CONSIGNE ÉCRITE:
Reprenez le texte sur les habitudes de sommeil des adolescents face aux écrans et poursuivez-le à partir de sa dernière phrase.

╭─ TEXTE CHOISI

Comment changer leurs (mauvaises) habitudes

D’abord on tente une approche pédagogique globale sur le sommeil. Meryam Ennouamane Jouali, professeure en lycée professionnel, le dit et le répète : “Dormir n’est pas perdre du temps. C’est reprendre le pouvoir.” Pour convaincre un ado de lâcher son téléphone, rien de tel en effet que de lui rappeler que dormir améliore la peau, booste les performances sportives, régule le poids… et, cerise sur le gâteau, favorise de meilleures notes.

On passe ensuite à l’accompagnement pratique en quatre points : 

  • Désactiver les notifications après 20h : mode avion ou « Ne pas déranger » pour couper les sollicitations qui relanceraient l’attention.
  • Instaurer un couvre-écran : couper tout écran au moins 1 heure avant le coucher (idéalement 90 minutes). On peut se faire aider par une alarme "off téléphone".
  • Créer une routine de déconnexion : remplacer l’écran par une activité calme : lecture papier, méditation, étirements...

╰─
╭─ DONNÉES FOURNIES

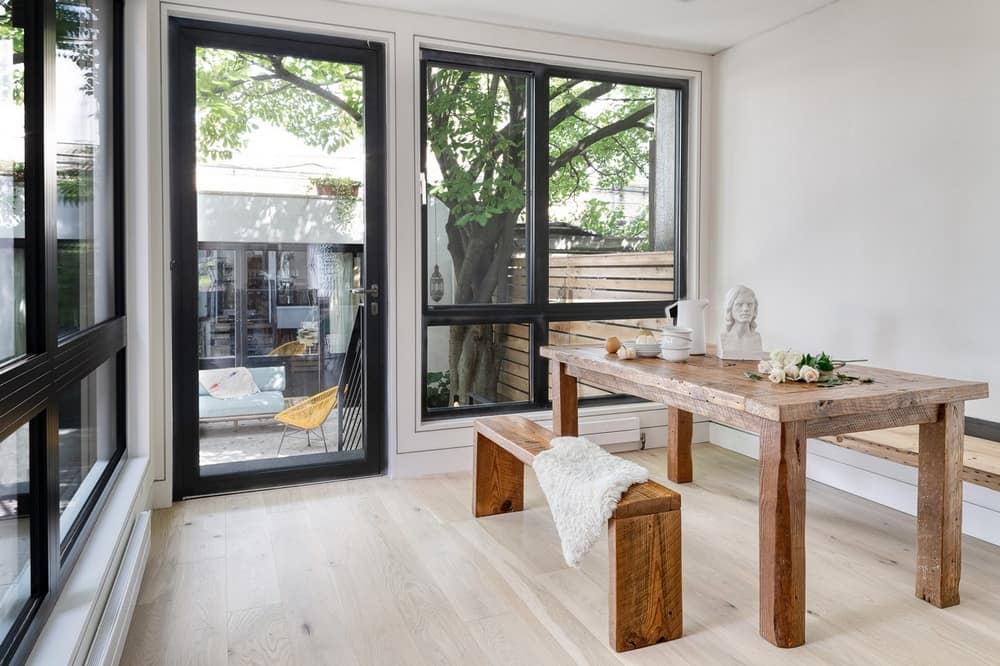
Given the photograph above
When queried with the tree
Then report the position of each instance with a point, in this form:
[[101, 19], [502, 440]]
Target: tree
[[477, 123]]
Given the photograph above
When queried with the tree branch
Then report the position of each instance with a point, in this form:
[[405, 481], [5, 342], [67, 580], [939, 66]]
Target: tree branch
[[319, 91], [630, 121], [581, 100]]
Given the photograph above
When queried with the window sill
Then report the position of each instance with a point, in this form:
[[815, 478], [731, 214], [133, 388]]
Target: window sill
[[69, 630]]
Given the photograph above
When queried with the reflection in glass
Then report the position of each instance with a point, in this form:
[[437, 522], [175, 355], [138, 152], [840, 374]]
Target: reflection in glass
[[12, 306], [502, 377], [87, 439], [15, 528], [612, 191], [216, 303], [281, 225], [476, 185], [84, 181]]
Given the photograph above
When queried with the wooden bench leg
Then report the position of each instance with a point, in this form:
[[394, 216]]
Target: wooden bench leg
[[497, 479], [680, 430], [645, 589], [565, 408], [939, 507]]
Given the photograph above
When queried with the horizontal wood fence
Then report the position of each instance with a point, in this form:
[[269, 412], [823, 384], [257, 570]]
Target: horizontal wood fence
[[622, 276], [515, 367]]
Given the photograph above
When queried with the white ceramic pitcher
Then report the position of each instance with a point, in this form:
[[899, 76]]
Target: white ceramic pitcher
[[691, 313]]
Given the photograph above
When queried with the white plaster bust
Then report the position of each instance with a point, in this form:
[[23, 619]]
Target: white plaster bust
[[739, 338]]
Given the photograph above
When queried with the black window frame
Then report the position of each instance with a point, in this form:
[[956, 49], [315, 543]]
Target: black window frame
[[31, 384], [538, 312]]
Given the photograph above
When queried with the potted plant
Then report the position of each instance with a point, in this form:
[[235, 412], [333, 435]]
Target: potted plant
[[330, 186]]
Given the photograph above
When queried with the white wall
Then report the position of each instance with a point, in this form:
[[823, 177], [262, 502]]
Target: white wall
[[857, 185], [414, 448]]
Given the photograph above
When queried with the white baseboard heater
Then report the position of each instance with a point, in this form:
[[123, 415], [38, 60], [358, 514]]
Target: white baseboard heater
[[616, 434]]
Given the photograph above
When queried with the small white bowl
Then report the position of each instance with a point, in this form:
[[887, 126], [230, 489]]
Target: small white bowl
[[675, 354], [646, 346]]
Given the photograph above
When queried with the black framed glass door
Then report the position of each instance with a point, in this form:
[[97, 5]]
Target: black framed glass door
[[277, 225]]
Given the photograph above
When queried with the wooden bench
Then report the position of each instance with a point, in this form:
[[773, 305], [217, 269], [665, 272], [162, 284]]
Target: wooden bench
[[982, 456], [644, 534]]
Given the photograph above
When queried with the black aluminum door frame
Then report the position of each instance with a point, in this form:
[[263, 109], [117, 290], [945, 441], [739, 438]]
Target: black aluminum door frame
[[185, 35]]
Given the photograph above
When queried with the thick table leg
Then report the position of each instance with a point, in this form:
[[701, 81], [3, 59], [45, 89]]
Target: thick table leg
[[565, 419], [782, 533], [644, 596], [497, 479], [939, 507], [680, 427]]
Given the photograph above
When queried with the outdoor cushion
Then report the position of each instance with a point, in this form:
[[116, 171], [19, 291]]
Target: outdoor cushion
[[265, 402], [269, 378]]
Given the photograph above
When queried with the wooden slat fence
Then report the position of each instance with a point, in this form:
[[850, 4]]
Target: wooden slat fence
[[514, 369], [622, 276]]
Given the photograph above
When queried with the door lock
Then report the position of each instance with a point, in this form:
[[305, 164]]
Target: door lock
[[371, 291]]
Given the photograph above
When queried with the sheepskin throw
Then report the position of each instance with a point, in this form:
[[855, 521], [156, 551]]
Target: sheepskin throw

╰─

PROBLÈME RÉSOLU:
  • Tenir le téléphone hors de la chambre : le charger dans une autre pièce et utiliser un réveil analogique pour éviter la tentation.

Et n’oublions pas : les enfants apprennent par mimétisme. Alors, montrons l’exemple en rangeant nos téléphones. Puis on se motive en adoptant des routines bien-être et en organisant un environnement favorable au sommeil (frais, calme, sombre). Cela peut également passer par le jeu, en se lançant des défis pour établir de nouvelles habitudes ensemble. On sort le pyjama, on se détend, et on profite de ce temps précieux pour soi !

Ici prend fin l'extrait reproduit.